MATERIAL FOR THE TASK:
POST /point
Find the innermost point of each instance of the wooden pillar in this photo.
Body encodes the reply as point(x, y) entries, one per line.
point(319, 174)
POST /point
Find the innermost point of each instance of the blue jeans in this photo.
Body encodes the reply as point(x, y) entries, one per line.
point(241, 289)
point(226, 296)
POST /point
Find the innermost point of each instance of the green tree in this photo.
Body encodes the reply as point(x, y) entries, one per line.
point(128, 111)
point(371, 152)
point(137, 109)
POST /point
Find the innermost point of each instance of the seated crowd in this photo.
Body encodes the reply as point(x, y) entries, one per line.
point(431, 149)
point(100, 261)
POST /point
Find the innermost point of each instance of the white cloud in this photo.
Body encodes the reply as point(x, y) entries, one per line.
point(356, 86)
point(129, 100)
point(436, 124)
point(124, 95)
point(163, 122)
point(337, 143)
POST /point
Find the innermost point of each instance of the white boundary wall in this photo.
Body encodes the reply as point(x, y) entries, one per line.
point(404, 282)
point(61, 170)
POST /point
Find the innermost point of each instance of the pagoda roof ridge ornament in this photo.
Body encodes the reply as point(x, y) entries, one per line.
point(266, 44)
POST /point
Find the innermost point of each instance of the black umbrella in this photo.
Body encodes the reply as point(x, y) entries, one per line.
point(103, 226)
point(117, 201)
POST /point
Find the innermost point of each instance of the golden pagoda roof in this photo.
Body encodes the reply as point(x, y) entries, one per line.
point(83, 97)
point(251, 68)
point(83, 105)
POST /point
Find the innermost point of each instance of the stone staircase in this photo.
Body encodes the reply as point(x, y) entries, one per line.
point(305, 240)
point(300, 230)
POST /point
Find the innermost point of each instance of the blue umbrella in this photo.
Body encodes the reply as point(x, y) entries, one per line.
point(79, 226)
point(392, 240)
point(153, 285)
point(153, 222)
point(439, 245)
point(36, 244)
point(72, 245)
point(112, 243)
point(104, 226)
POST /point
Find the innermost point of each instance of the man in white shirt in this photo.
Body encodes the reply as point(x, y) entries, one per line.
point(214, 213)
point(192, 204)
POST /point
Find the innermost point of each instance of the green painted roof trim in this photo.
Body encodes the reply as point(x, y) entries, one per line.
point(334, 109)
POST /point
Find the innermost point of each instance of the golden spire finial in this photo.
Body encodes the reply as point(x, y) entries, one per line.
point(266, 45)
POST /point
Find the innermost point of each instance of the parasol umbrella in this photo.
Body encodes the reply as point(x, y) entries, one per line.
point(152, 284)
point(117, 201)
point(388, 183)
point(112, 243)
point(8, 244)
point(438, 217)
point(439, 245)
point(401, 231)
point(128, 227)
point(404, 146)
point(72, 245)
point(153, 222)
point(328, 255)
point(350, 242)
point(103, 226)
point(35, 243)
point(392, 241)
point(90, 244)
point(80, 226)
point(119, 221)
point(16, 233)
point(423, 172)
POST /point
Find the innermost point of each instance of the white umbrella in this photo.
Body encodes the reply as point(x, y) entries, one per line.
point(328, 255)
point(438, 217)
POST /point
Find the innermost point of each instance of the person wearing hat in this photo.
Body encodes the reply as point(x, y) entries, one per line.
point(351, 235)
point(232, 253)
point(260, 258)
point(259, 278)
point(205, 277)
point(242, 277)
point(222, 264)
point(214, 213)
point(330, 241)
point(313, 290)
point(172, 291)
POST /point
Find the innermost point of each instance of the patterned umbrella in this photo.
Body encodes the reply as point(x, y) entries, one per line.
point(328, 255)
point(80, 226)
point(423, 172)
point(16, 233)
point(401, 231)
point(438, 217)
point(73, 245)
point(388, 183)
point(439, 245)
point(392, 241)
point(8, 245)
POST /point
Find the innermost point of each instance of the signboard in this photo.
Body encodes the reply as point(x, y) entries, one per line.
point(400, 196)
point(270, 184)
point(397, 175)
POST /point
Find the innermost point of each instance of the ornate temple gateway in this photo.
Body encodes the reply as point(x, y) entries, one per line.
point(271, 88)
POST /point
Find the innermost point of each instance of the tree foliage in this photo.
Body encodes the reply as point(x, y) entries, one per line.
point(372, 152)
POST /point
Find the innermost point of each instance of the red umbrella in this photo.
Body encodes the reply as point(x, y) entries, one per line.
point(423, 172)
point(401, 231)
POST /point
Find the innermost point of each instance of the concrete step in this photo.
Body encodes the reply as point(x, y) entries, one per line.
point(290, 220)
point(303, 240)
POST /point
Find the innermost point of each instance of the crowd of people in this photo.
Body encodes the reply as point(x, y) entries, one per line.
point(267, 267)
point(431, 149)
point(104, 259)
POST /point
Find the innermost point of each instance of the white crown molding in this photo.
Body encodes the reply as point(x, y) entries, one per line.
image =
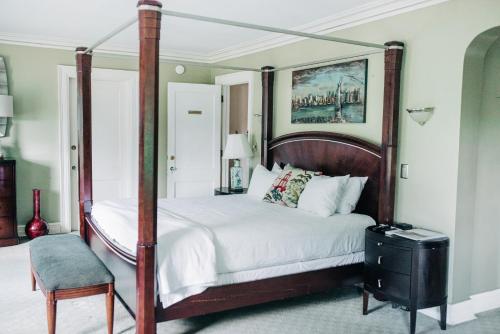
point(35, 41)
point(362, 14)
point(372, 11)
point(467, 310)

REQUIREMENTS:
Write out the data word for word, starting with the first line and going on through the line with "point(337, 143)", with both of those lines included.

SOLUTION TO THE PROBLEM:
POST /point
Find the innermost point of each instance of the wooden pillar in this photo.
Body encodes the reply as point(x, y) entries, one per line.
point(319, 174)
POST /point
Find the innermost point of each instance of the blue jeans in this photo.
Body encodes the reply as point(x, y) entries, one per line.
point(241, 289)
point(226, 296)
POST /point
Find the innermost point of each instance of the green tree in this photo.
Body encodes the reply as point(x, y) entries, one per line.
point(128, 111)
point(371, 152)
point(137, 109)
POST /point
Find the innermost point of each instance of the seated crowd in this photo.
Body encodes the reply as point(x, y) entries, one per line.
point(431, 149)
point(100, 261)
POST /point
Find the innermost point of each instance of the white cloud in this photo.
Body encodes the reply as point(x, y) entries, one per line.
point(356, 86)
point(129, 100)
point(436, 124)
point(124, 95)
point(163, 122)
point(337, 143)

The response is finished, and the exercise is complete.